▸ **Exercise aim**:
Type the entries again, word for word.

Records drawn from a dataset
━━━━━━━━━━━━━━━━━━━━

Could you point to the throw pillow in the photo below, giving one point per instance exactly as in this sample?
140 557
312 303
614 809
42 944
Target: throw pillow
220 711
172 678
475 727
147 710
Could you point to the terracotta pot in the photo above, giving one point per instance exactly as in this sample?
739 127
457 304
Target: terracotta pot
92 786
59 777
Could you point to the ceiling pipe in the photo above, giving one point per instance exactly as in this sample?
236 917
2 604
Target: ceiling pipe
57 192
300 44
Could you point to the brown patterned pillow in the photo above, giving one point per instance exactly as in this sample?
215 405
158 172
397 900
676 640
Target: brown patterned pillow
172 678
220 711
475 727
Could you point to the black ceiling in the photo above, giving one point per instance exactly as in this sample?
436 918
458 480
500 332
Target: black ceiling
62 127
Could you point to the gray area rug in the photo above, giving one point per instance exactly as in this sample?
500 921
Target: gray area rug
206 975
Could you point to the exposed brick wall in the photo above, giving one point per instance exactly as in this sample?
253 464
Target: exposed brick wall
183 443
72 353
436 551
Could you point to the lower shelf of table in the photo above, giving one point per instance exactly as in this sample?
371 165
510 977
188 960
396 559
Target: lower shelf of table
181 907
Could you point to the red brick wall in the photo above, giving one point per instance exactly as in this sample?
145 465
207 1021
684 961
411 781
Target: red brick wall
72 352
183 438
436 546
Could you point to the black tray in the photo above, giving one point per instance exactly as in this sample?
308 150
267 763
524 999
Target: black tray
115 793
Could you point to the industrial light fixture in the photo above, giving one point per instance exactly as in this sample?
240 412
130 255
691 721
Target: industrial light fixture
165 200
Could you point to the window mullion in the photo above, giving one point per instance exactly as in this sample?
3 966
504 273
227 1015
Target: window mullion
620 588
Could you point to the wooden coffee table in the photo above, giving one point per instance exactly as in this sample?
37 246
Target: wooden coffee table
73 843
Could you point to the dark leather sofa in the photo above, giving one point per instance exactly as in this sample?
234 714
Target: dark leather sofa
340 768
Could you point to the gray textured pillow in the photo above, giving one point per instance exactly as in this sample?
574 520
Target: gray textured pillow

━━━━━━━━━━━━━━━━━━━━

▸ **Output below**:
Could you point to the throw pillow in the photo below, giving one point per instance exactly as in this sample?
140 557
312 303
614 809
42 944
Target: throw pillow
220 711
172 678
475 727
147 710
Could you point to the terracotta pot in the photo above, giving one point per instance exactly as in this sample?
739 127
457 304
Target: terracotta pot
92 786
59 777
Could you point to the ceiling pipe in the photo above, giving one point per instance exactly as in this sample?
236 917
2 604
Target: ceiling pipe
57 192
300 44
Could you point to the brown patterned pillow in the photo above, giving one point per instance exactly as in this sample?
215 405
158 172
397 900
676 640
Target: brown patterned pillow
172 678
220 711
475 727
Could you point to the black ceiling in the photo above, giving one point per instance exactly as in this sample?
436 918
458 480
500 332
Target: black ceiling
62 127
Could you point to the gray area rug in the photo above, giving one point per instance exactly as in this sample?
500 921
Target: gray area rug
206 975
Could you point to the exposed brick wall in the photo above, giving one point per instance exactly as in this sample?
253 464
Target: exposed brick wall
183 443
72 353
436 551
Could you point to the lower shelf of table in the photo above, giving one point per instance exactly as in this sample?
371 165
510 977
188 960
396 559
Target: lower shelf of table
181 907
Could you point to the red brick wall in the photo above, giving one point per instance exactly as in this sample?
145 465
207 1021
684 961
411 781
Target: red brick wall
72 352
183 438
436 546
Could you point to the black tray in the photo above, giving one point per instance exactly as in this sample?
308 150
267 763
524 999
Target: black tray
115 793
Could you point to the industrial light fixture in the photo above, giving one point per instance exactly as in this sample?
240 412
130 255
691 721
Target: industrial light fixture
165 200
Could you point to the window mullion in the photo above, giving one point per instance exactly as in this sample?
3 966
504 273
227 1015
Target: window mullion
620 588
Could you point to the wooden coffee table in the photo above, giving one point per instance exactly as in this sample?
37 246
Target: wooden coffee table
73 843
Could you point to the dark leather sofa in the photo above, giving one point per instance exactly as in this sample?
234 714
Target: dark leather sofa
340 768
Could you point to the gray textured pillow in the photo above, giving one point per instance exactly as in this sample?
574 520
Target: gray textured pillow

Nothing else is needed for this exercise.